Start Data shown

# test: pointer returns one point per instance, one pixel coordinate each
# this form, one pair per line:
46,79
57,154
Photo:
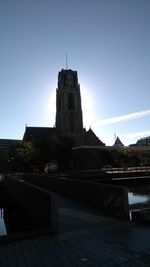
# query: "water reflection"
139,194
137,198
2,224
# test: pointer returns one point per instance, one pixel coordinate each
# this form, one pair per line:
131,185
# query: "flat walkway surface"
84,239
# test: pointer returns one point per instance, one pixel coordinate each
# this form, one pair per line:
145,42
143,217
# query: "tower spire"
66,61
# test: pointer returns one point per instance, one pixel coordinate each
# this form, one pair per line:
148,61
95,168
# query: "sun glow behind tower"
87,107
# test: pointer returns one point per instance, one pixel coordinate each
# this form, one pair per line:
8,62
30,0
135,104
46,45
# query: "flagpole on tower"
66,61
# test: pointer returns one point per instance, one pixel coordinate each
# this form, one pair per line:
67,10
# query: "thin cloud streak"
131,116
137,134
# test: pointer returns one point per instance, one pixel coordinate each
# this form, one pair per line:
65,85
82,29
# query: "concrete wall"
112,200
38,203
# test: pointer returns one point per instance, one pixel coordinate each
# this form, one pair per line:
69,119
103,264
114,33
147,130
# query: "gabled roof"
92,139
118,142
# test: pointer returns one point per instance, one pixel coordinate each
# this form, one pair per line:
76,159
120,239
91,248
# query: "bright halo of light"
87,107
52,107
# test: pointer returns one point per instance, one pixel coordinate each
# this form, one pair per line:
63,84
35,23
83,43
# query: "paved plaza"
84,239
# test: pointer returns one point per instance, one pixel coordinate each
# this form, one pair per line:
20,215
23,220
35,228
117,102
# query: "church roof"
92,139
118,142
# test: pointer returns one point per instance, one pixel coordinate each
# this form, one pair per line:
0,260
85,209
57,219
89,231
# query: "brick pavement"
91,241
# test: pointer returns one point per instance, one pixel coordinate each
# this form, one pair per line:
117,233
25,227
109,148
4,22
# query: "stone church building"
69,120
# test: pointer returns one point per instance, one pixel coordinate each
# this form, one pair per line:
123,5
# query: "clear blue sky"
107,42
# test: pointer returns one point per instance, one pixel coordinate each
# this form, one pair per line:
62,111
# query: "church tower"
69,120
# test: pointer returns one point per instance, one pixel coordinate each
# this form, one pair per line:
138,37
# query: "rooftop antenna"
66,61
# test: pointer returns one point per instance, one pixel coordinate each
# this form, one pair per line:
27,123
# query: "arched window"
70,101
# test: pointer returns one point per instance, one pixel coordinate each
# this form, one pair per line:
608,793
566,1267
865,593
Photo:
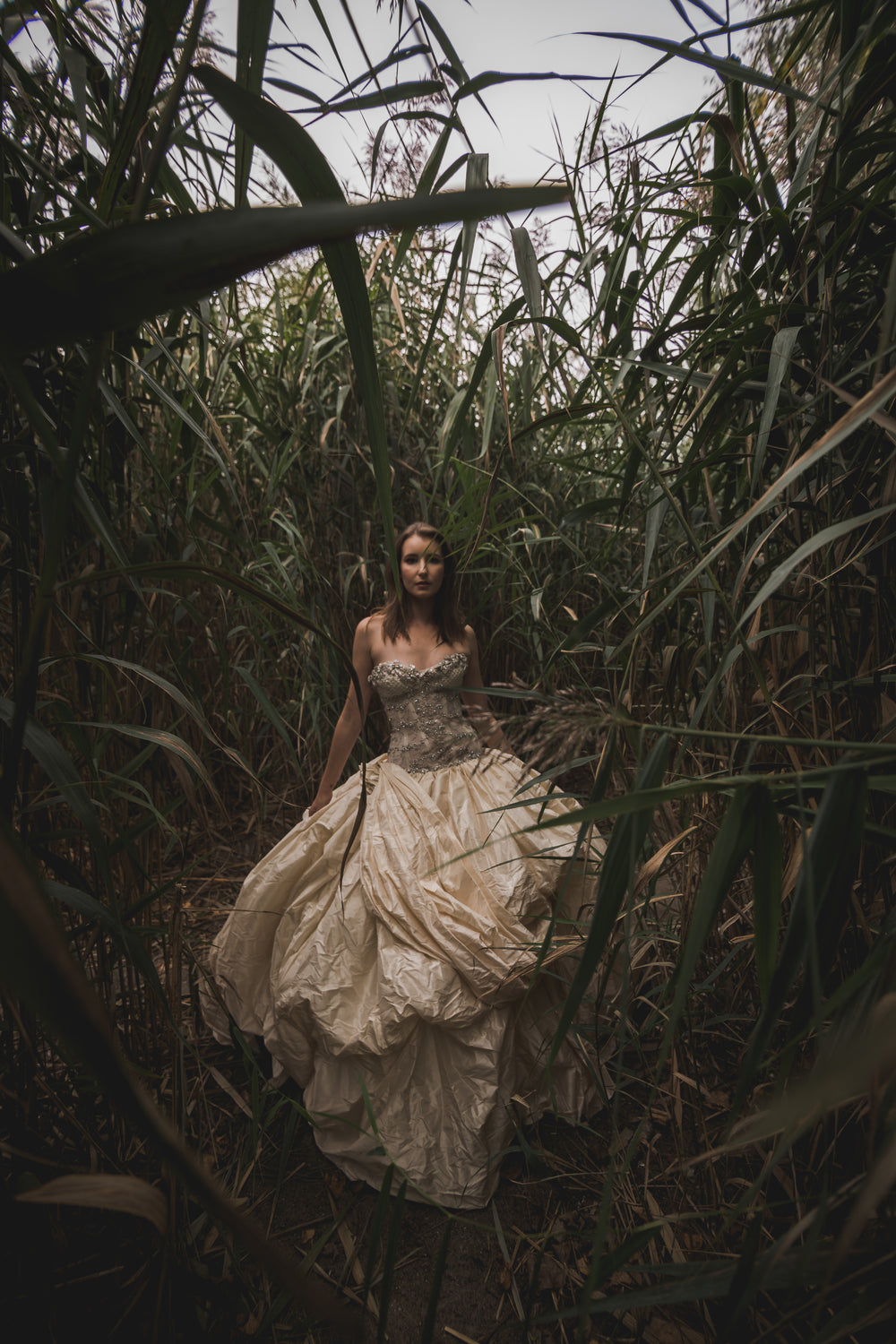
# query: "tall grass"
664,451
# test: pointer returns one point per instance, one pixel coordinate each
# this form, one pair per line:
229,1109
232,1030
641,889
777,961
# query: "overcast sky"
506,35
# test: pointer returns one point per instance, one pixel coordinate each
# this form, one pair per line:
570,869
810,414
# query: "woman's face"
422,566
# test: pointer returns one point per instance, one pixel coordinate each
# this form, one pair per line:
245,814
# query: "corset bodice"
425,712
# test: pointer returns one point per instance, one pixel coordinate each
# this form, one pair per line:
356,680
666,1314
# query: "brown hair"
446,612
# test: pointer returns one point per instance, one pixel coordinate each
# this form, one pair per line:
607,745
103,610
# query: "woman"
398,997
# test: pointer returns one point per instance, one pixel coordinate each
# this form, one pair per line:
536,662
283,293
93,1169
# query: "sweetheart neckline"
389,663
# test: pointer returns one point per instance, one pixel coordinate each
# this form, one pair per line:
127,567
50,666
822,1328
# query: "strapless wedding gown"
401,997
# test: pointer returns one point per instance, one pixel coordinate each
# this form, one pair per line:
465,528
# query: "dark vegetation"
667,454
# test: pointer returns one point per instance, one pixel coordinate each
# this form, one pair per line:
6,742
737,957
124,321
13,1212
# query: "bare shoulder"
366,633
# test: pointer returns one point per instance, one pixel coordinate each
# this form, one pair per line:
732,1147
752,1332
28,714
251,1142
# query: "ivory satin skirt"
402,999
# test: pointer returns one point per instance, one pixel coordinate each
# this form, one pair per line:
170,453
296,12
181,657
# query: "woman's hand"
323,796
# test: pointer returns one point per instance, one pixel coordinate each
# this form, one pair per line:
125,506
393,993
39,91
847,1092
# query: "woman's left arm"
476,702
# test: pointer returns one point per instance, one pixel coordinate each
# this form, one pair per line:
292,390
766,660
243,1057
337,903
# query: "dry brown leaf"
123,1193
656,862
669,1332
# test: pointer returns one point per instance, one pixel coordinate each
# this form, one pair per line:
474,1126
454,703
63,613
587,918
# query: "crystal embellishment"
425,711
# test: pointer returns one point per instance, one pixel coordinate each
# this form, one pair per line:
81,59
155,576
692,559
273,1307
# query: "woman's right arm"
349,720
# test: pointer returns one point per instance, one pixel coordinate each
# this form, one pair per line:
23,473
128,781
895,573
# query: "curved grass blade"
35,965
118,279
616,871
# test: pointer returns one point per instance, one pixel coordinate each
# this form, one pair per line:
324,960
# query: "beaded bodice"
425,714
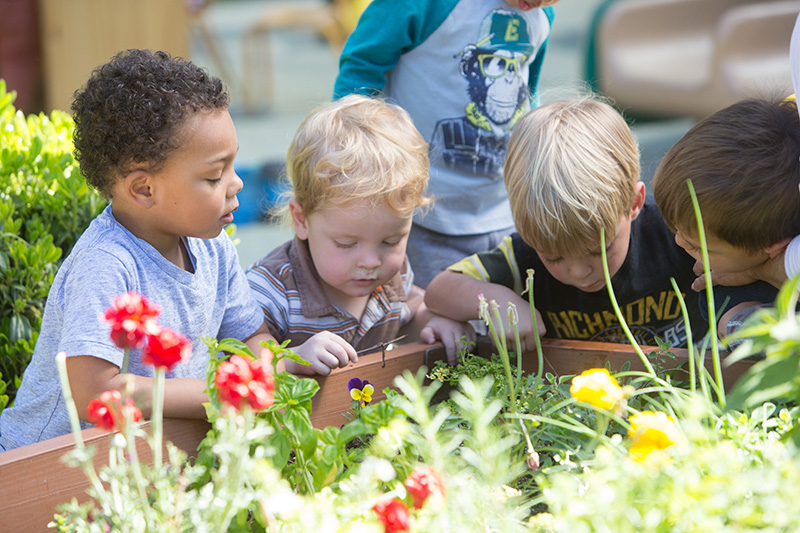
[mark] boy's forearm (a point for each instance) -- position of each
(90, 376)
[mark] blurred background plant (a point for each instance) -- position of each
(45, 205)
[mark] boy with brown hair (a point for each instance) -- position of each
(358, 169)
(744, 164)
(572, 171)
(152, 134)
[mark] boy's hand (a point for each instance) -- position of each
(449, 332)
(325, 351)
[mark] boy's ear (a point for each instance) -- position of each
(774, 250)
(638, 200)
(298, 219)
(137, 185)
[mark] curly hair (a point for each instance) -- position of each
(130, 110)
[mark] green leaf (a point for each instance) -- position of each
(282, 447)
(327, 470)
(299, 425)
(767, 380)
(350, 431)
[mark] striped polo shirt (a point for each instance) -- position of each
(286, 285)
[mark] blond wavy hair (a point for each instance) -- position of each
(358, 148)
(571, 170)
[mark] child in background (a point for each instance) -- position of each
(572, 170)
(786, 264)
(152, 134)
(358, 169)
(744, 163)
(466, 71)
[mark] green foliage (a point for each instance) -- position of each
(45, 204)
(708, 484)
(775, 333)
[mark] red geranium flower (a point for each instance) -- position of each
(109, 412)
(393, 514)
(240, 380)
(422, 483)
(166, 348)
(132, 318)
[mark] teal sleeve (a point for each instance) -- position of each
(535, 70)
(386, 30)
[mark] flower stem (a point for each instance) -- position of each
(504, 356)
(158, 415)
(712, 321)
(74, 420)
(539, 354)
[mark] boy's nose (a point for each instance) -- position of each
(369, 260)
(236, 185)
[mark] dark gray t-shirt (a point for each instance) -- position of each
(106, 262)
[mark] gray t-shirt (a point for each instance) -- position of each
(106, 262)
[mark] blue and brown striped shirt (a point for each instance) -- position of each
(286, 285)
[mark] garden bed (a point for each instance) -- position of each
(35, 480)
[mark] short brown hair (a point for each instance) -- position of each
(571, 170)
(744, 164)
(131, 108)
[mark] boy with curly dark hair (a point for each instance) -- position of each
(153, 134)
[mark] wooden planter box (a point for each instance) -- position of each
(34, 480)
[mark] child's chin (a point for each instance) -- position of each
(593, 288)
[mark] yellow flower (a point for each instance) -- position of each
(363, 396)
(597, 387)
(652, 431)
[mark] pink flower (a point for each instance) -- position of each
(422, 483)
(166, 348)
(132, 318)
(110, 412)
(246, 381)
(393, 514)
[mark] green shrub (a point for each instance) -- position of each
(45, 205)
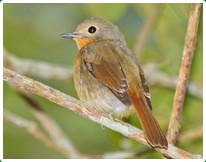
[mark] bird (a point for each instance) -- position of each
(109, 77)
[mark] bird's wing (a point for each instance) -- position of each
(102, 62)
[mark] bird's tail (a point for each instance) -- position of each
(154, 135)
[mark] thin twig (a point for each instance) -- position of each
(79, 107)
(189, 48)
(57, 135)
(191, 134)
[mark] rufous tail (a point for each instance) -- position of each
(154, 135)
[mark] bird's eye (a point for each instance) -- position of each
(92, 29)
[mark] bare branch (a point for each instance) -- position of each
(191, 134)
(189, 48)
(53, 129)
(51, 71)
(79, 107)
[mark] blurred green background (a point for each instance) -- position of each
(33, 31)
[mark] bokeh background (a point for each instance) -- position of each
(33, 31)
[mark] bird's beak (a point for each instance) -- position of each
(70, 35)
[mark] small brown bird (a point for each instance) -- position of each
(109, 77)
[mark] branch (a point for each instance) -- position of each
(80, 108)
(53, 71)
(57, 135)
(189, 48)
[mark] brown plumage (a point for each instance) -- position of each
(109, 77)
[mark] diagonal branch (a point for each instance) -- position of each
(188, 52)
(80, 108)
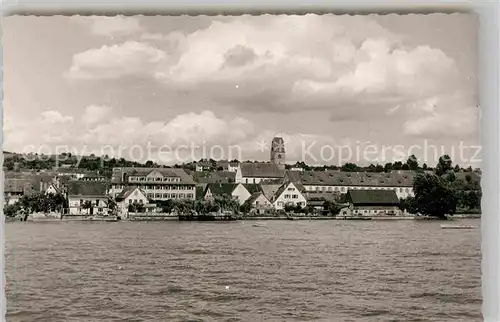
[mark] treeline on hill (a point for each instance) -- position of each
(440, 193)
(104, 165)
(37, 202)
(45, 203)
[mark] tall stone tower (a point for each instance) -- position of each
(278, 152)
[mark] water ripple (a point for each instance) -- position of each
(289, 271)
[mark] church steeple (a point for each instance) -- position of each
(278, 152)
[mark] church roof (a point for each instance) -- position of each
(261, 170)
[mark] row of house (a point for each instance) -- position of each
(261, 185)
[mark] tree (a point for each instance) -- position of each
(350, 167)
(111, 205)
(87, 205)
(246, 208)
(398, 165)
(331, 207)
(408, 204)
(444, 165)
(412, 162)
(433, 196)
(12, 210)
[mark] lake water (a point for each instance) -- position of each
(232, 271)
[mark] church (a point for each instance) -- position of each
(250, 172)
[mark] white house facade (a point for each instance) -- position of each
(289, 194)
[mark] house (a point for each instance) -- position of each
(203, 165)
(214, 190)
(15, 189)
(81, 192)
(52, 189)
(289, 194)
(317, 200)
(230, 166)
(338, 181)
(372, 203)
(75, 173)
(205, 177)
(258, 203)
(237, 191)
(255, 172)
(128, 196)
(93, 177)
(18, 184)
(157, 183)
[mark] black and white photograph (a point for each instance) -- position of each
(274, 167)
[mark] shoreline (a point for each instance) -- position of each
(67, 218)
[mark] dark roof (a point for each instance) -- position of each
(321, 195)
(199, 193)
(270, 190)
(17, 185)
(261, 170)
(126, 192)
(167, 172)
(214, 176)
(87, 188)
(373, 197)
(278, 145)
(283, 187)
(254, 197)
(220, 189)
(252, 187)
(340, 178)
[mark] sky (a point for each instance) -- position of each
(364, 89)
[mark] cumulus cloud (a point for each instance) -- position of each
(453, 116)
(110, 26)
(348, 66)
(53, 117)
(94, 114)
(109, 62)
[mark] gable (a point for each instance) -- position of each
(239, 190)
(136, 194)
(155, 174)
(373, 197)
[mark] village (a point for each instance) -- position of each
(248, 189)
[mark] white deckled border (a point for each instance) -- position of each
(489, 87)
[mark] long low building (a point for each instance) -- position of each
(157, 183)
(337, 181)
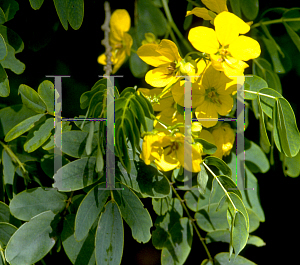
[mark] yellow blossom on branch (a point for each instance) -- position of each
(214, 96)
(119, 39)
(164, 57)
(167, 152)
(227, 49)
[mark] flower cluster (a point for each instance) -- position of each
(212, 75)
(210, 72)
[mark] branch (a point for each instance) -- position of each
(105, 42)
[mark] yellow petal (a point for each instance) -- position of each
(228, 27)
(217, 6)
(127, 43)
(102, 59)
(119, 23)
(200, 12)
(210, 77)
(233, 67)
(226, 106)
(169, 50)
(204, 39)
(166, 101)
(207, 111)
(158, 77)
(244, 48)
(169, 116)
(148, 53)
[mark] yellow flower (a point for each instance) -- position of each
(169, 116)
(227, 49)
(150, 38)
(214, 96)
(119, 40)
(224, 138)
(165, 102)
(178, 90)
(168, 152)
(164, 57)
(216, 6)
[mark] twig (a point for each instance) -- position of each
(105, 42)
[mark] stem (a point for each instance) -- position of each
(190, 218)
(235, 209)
(173, 25)
(257, 93)
(194, 3)
(68, 203)
(275, 21)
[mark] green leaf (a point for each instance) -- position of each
(39, 136)
(82, 252)
(202, 179)
(223, 259)
(240, 233)
(254, 84)
(3, 49)
(161, 205)
(6, 231)
(134, 213)
(62, 12)
(36, 4)
(255, 158)
(89, 210)
(239, 206)
(32, 202)
(288, 130)
(219, 163)
(292, 13)
(2, 16)
(268, 103)
(10, 7)
(76, 175)
(263, 68)
(11, 62)
(13, 115)
(109, 238)
(208, 148)
(47, 163)
(178, 246)
(250, 8)
(291, 168)
(22, 127)
(31, 242)
(75, 13)
(46, 93)
(236, 7)
(251, 195)
(262, 127)
(8, 168)
(31, 99)
(74, 142)
(143, 179)
(212, 220)
(256, 241)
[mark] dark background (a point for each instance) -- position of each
(50, 50)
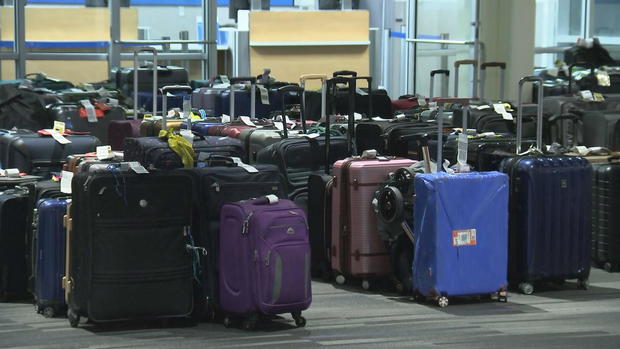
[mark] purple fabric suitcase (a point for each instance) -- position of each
(264, 260)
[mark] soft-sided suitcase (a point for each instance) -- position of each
(13, 212)
(50, 256)
(129, 249)
(36, 154)
(550, 214)
(357, 250)
(605, 220)
(264, 259)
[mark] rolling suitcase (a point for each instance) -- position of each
(130, 252)
(264, 260)
(223, 180)
(38, 154)
(550, 214)
(357, 250)
(13, 212)
(460, 232)
(50, 256)
(605, 221)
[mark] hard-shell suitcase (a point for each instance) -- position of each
(37, 154)
(50, 256)
(222, 181)
(357, 250)
(550, 214)
(264, 260)
(130, 254)
(13, 212)
(605, 220)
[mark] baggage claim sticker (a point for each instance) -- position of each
(464, 237)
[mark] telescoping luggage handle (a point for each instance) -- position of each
(570, 73)
(440, 104)
(457, 66)
(435, 72)
(135, 79)
(252, 81)
(539, 112)
(164, 103)
(502, 77)
(302, 83)
(282, 92)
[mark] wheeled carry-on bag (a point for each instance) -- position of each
(550, 213)
(129, 246)
(49, 263)
(265, 260)
(460, 232)
(605, 220)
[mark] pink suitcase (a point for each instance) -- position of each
(357, 250)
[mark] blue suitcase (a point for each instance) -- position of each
(550, 214)
(50, 261)
(460, 233)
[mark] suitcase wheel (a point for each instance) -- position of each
(442, 301)
(300, 321)
(74, 319)
(526, 288)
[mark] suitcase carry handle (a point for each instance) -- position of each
(441, 103)
(435, 72)
(282, 91)
(252, 81)
(570, 73)
(539, 112)
(164, 103)
(457, 65)
(135, 79)
(502, 77)
(302, 83)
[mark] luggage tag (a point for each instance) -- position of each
(264, 94)
(65, 182)
(500, 108)
(91, 114)
(250, 169)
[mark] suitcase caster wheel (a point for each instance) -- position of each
(74, 319)
(300, 321)
(526, 288)
(49, 312)
(583, 284)
(442, 301)
(365, 285)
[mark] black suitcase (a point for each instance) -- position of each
(130, 251)
(35, 154)
(13, 212)
(605, 220)
(223, 181)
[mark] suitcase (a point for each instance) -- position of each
(130, 252)
(265, 269)
(50, 256)
(74, 116)
(357, 250)
(40, 155)
(606, 224)
(550, 215)
(13, 212)
(219, 182)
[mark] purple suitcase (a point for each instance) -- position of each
(264, 260)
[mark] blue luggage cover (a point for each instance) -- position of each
(461, 233)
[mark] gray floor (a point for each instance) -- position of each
(551, 318)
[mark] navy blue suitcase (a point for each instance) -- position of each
(550, 214)
(50, 256)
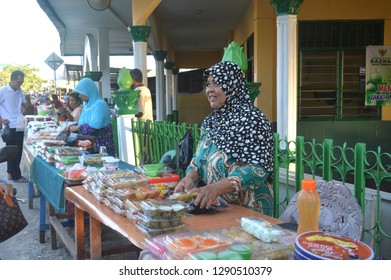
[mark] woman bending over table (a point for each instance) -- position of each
(234, 157)
(95, 116)
(75, 104)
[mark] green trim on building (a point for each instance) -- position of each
(286, 7)
(140, 33)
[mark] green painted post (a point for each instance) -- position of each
(276, 176)
(327, 150)
(299, 174)
(359, 177)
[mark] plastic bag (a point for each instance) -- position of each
(6, 133)
(77, 171)
(20, 123)
(186, 149)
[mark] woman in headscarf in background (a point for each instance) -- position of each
(95, 116)
(234, 157)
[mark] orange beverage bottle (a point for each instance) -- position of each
(308, 206)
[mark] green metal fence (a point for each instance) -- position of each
(357, 166)
(354, 165)
(153, 139)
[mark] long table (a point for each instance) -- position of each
(51, 187)
(100, 214)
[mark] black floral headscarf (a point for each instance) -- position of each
(239, 128)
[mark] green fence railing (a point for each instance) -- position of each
(357, 166)
(153, 139)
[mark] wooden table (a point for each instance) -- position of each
(100, 214)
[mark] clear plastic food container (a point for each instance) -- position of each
(159, 223)
(164, 208)
(262, 229)
(234, 251)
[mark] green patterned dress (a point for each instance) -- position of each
(251, 185)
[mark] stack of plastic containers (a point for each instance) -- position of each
(318, 245)
(161, 216)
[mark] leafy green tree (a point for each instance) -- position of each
(31, 79)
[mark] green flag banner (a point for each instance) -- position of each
(378, 76)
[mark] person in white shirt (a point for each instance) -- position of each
(11, 101)
(145, 110)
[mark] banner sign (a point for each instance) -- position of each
(378, 76)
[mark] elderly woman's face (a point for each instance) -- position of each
(83, 98)
(216, 96)
(73, 102)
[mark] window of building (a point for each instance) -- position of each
(250, 59)
(332, 69)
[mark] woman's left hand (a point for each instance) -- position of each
(206, 195)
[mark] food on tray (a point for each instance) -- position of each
(53, 143)
(204, 255)
(160, 231)
(183, 196)
(93, 160)
(68, 151)
(228, 255)
(184, 244)
(262, 229)
(150, 223)
(162, 208)
(243, 250)
(208, 243)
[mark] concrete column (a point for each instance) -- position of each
(169, 66)
(104, 61)
(159, 59)
(287, 76)
(140, 34)
(286, 11)
(175, 73)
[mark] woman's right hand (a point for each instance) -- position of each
(6, 188)
(185, 185)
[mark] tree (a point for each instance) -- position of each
(31, 79)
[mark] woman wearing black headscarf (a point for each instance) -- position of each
(234, 157)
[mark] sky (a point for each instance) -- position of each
(29, 37)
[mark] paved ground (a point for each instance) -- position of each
(26, 246)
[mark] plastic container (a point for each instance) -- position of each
(111, 164)
(153, 170)
(319, 245)
(262, 229)
(163, 209)
(235, 251)
(308, 206)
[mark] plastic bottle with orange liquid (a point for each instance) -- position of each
(308, 206)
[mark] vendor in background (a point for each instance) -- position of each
(56, 102)
(234, 158)
(28, 108)
(76, 104)
(95, 116)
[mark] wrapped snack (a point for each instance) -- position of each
(262, 229)
(164, 209)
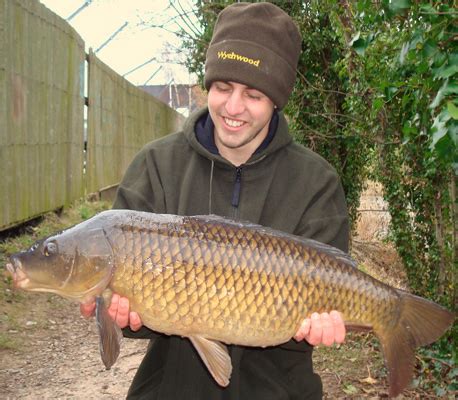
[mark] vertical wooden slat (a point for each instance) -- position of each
(122, 118)
(42, 115)
(40, 138)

End Data shown

Goal :: Your task is to quote exactly the lines from the one with "[mark] clear plastic" through the end of the material, both included, without reproducing any pictures.

Complete answer ::
[mark] clear plastic food container (a point for each instance) -- position of each
(159, 223)
(164, 208)
(262, 229)
(234, 251)
[mark] green patterned dress (a point for each instance) -- position of each
(251, 185)
[mark] stack of plastic containers (a point for each instance) -- position of each
(318, 245)
(161, 216)
[mark] leafy green tree (a point for each instance) -- position of each
(31, 79)
[mark] green flag banner (a point for each instance) -- position of each
(378, 76)
[mark] person in white shirt (a point for each instance) -- position of each
(11, 101)
(145, 110)
[mark] banner sign (a point for each instance) -- position of each
(378, 76)
[mark] elderly woman's face (a point for each instance) -- position of each
(83, 98)
(216, 96)
(73, 102)
[mark] window of building (a point for each instance) -- position of each
(250, 59)
(332, 69)
[mark] woman's left hand (a point for each instance) -- position of each
(206, 195)
[mark] food on tray (a point for each instance) -- position of each
(53, 143)
(204, 255)
(160, 231)
(183, 196)
(93, 160)
(68, 151)
(228, 255)
(184, 244)
(262, 229)
(150, 223)
(162, 208)
(243, 250)
(208, 243)
[mark] concrete column (a point for each instance) -- position of each
(169, 66)
(104, 61)
(159, 59)
(287, 76)
(140, 34)
(286, 11)
(175, 73)
[mark] woman's right hand (a point for each instance) -- position of each
(6, 188)
(185, 185)
[mark] tree (a point for each instance) -- position of each
(31, 79)
[mark] woman wearing black headscarf (a point for each instance) -- position of each
(234, 157)
[mark] sky (a point for each instance) -- position of each
(29, 37)
[mark] paved ground (a point for each instance) -- position of each
(26, 246)
[mark] plastic container (a point for each instance) -- position of each
(111, 164)
(153, 170)
(319, 245)
(262, 229)
(163, 209)
(235, 251)
(308, 206)
[mark] plastic bottle with orange liquid (a point for each instance) -- position of each
(308, 206)
[mark] vendor in background (a point for each instance) -- position of each
(56, 102)
(234, 158)
(28, 108)
(76, 104)
(95, 116)
[mark] wrapped snack (a point for each instance) -- position of each
(262, 229)
(164, 209)
[mark] vertical wooden slat (a point for each instance) -- position of each
(122, 118)
(42, 115)
(40, 138)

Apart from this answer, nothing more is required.